*Goal of the exercise:* Retype everything from the line that contains "the photo below" down to the line that contains "Query: orange and white life ring", both included. Leave the pictures out.

*The records:*

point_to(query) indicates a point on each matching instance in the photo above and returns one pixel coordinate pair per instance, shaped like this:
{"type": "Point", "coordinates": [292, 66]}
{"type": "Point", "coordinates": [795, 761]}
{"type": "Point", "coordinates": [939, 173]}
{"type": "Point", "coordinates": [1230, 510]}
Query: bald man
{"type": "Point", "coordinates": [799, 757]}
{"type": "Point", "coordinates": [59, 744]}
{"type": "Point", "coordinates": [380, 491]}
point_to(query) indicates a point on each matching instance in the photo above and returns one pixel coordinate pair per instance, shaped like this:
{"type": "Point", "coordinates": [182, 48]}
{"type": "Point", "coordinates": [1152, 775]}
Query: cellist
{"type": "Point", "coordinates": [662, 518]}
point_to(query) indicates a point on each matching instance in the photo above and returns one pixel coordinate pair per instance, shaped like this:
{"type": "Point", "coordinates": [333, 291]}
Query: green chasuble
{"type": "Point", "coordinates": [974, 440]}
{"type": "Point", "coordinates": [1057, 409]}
---
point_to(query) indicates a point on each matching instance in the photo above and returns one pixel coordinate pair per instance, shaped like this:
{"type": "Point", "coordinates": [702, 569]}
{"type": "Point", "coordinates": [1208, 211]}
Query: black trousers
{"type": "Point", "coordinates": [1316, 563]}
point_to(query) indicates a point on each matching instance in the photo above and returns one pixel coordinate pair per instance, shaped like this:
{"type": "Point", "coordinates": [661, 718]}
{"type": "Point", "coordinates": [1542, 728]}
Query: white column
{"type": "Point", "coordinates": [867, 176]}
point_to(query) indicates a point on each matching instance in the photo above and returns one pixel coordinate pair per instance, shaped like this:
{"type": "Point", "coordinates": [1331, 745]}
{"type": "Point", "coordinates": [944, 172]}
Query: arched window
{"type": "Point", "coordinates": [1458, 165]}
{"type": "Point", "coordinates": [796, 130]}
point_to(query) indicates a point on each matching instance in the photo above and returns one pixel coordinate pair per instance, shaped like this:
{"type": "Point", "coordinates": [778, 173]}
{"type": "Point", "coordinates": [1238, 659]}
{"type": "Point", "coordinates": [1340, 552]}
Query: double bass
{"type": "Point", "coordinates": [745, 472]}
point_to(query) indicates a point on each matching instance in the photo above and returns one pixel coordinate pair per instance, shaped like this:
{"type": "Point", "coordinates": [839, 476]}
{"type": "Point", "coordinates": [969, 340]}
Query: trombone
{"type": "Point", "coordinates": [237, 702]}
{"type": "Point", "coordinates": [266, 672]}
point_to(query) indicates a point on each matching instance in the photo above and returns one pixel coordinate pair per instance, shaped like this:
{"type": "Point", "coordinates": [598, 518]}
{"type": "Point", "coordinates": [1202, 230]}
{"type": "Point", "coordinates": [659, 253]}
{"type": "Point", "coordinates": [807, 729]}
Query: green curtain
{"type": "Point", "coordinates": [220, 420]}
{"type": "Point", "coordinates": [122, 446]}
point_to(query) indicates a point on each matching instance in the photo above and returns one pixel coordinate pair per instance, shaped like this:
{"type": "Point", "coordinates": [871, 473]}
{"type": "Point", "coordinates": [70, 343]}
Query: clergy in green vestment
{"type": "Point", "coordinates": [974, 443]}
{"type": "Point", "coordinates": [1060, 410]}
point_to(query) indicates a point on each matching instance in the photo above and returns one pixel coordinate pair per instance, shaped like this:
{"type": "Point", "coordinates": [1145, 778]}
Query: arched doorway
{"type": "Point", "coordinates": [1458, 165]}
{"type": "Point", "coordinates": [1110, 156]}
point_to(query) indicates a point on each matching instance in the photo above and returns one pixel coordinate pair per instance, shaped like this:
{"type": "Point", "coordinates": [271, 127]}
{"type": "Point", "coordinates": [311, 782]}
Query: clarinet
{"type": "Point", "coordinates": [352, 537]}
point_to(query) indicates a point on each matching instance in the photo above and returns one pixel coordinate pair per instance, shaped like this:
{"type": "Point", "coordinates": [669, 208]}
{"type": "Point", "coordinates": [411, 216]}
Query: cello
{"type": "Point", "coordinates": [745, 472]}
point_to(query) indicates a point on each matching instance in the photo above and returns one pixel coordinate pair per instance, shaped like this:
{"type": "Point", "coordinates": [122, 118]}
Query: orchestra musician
==
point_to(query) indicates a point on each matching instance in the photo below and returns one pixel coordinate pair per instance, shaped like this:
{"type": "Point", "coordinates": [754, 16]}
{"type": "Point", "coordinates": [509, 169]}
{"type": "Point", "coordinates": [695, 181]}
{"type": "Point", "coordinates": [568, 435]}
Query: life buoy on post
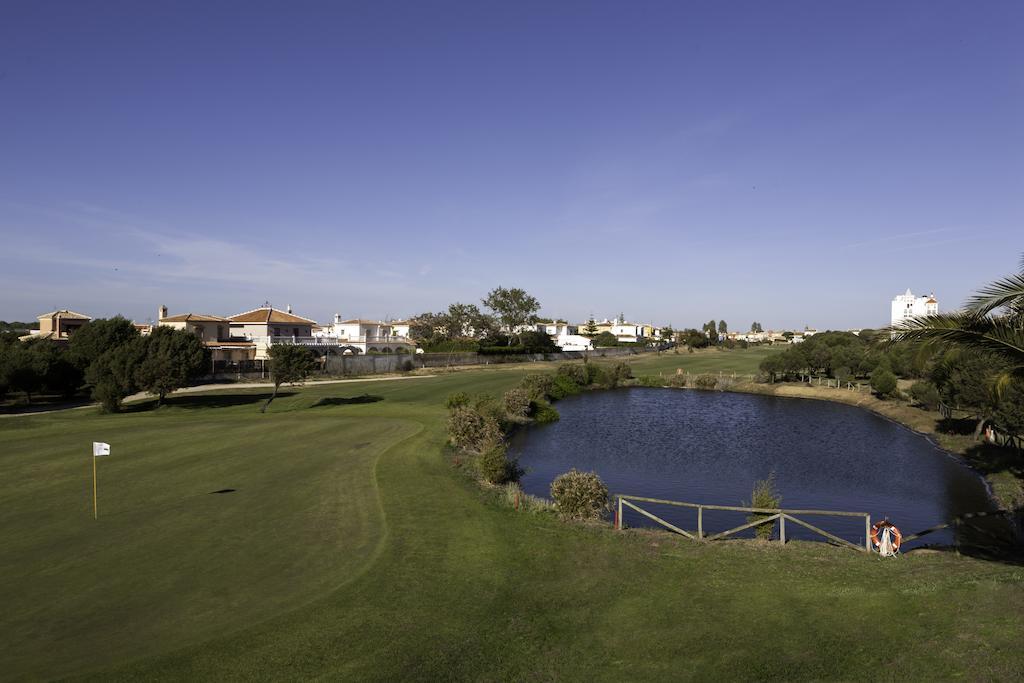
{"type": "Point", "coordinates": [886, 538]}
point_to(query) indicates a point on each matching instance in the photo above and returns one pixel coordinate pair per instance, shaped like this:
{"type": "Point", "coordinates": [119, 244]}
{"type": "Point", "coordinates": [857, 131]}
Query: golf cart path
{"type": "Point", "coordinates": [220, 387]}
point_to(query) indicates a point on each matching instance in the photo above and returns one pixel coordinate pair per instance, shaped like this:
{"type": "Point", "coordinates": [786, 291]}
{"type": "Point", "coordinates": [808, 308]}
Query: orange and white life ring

*Written reply:*
point_to(query) indicates a point on each matching instance in the photo below and returns one pixel coordinate pair per instance, shaped like this:
{"type": "Point", "coordinates": [754, 16]}
{"type": "Point", "coordinates": [509, 169]}
{"type": "Point", "coordinates": [695, 181]}
{"type": "Point", "coordinates": [568, 435]}
Query: life buoy on post
{"type": "Point", "coordinates": [886, 538]}
point_to(query) indicates a point on each matching instance in the photo above and returns one pixel coordinate pair per instance, shaped like this:
{"type": "Point", "coordinates": [119, 244]}
{"type": "Point", "coordinates": [857, 131]}
Query: golf cart path
{"type": "Point", "coordinates": [220, 387]}
point_to(query) indicates a point on each matching instance in the photo above and returns one pixel coordinate pair per instance, shaped like this:
{"type": "Point", "coordinates": [786, 291]}
{"type": "Point", "coordinates": [808, 308]}
Query: orange and white life ring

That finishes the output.